[Exercise objective]
Produce word for word the lines of the data below running from the one that has "Reviewer note: check that every instance of the white ceiling" to the one that has "[point] green grass", inclusive, and no others.

(Beginning of Supplied material)

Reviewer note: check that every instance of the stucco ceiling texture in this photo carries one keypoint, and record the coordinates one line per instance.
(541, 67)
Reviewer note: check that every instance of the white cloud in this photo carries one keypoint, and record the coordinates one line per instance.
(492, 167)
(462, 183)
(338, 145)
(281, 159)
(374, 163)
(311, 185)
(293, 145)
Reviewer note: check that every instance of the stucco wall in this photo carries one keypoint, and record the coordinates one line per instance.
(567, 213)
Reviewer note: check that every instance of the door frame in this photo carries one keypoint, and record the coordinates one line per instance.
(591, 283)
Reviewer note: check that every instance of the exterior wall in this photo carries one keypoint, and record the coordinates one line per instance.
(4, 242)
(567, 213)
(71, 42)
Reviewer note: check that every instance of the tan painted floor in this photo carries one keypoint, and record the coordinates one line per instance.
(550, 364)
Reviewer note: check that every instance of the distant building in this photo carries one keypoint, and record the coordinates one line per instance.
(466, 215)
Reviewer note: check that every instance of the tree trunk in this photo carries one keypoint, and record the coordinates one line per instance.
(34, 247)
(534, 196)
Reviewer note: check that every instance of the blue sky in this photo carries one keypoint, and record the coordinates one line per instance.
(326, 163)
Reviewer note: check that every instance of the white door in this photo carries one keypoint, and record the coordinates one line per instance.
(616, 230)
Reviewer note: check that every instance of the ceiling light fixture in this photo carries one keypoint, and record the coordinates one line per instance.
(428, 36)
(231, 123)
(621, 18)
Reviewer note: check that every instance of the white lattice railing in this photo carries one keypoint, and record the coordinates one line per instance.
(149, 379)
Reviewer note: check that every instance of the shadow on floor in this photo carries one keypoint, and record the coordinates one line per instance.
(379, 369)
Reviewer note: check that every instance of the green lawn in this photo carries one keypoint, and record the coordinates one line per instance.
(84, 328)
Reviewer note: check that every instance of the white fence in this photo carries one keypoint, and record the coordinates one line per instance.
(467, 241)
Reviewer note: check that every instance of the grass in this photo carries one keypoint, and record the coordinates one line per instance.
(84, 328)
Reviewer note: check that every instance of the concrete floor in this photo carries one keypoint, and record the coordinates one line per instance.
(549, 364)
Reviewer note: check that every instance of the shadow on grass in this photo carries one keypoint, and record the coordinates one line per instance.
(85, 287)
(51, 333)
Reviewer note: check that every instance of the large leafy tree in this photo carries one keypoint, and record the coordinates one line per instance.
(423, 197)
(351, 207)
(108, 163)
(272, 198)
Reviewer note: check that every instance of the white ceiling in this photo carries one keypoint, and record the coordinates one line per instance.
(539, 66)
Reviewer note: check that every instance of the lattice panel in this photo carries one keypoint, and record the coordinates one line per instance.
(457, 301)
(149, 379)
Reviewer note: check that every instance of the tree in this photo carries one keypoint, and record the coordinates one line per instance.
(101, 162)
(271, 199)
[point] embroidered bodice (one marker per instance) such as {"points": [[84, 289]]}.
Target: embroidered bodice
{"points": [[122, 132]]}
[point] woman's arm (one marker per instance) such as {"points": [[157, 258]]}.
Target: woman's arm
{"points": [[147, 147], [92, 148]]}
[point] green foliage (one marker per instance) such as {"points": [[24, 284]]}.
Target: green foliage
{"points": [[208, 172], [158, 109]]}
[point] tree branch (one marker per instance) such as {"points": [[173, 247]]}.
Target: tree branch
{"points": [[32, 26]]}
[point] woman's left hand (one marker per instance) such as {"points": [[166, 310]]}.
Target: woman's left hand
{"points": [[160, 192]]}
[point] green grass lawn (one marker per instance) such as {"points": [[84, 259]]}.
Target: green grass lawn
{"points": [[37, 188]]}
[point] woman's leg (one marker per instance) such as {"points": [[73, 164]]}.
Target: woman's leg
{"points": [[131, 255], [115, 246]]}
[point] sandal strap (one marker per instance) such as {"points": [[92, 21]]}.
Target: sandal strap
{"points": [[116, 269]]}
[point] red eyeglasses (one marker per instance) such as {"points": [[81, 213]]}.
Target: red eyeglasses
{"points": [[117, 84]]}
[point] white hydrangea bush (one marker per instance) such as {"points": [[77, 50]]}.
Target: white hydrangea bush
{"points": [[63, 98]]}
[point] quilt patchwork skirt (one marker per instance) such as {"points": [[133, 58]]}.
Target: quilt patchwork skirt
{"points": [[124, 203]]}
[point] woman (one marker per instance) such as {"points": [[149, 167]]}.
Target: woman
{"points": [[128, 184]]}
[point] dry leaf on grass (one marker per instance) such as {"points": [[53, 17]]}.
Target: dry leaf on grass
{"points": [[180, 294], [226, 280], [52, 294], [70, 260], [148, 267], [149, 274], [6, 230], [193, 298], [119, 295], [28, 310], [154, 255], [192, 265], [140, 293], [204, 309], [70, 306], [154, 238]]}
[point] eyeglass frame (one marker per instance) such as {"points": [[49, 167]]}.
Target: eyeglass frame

(End of Supplied material)

[Answer box]
Reviewer note: check that every instance of the white ceiling in this photo carries one keypoint, and record the coordinates one line per instance.
(539, 66)
Reviewer note: check that every instance of the lattice panel in this photo carries one keypoint, and record the coordinates one line per instance.
(457, 301)
(149, 379)
Reviewer note: check that every instance of the tree in this photo carries one keypoint, and record the coordinates one line per instance.
(101, 162)
(271, 199)
[point] embroidered bodice (one marker per instance) such as {"points": [[84, 289]]}.
Target: embroidered bodice
{"points": [[122, 132]]}
[point] woman's arm (one marker per instance) such as {"points": [[157, 258]]}.
Target: woman's arm
{"points": [[147, 147], [92, 148]]}
[point] green foliage (one marker per instance) such as {"points": [[24, 284]]}.
Target: green foliage
{"points": [[208, 172], [158, 109]]}
[point] tree branch (one marker per instance) such as {"points": [[173, 247]]}.
Target: tree branch
{"points": [[32, 26]]}
[point] woman's left hand (one marker per instance) such as {"points": [[166, 310]]}.
Target: woman's left hand
{"points": [[160, 192]]}
[point] green grass lawn (one marker per instance) such as {"points": [[84, 259]]}.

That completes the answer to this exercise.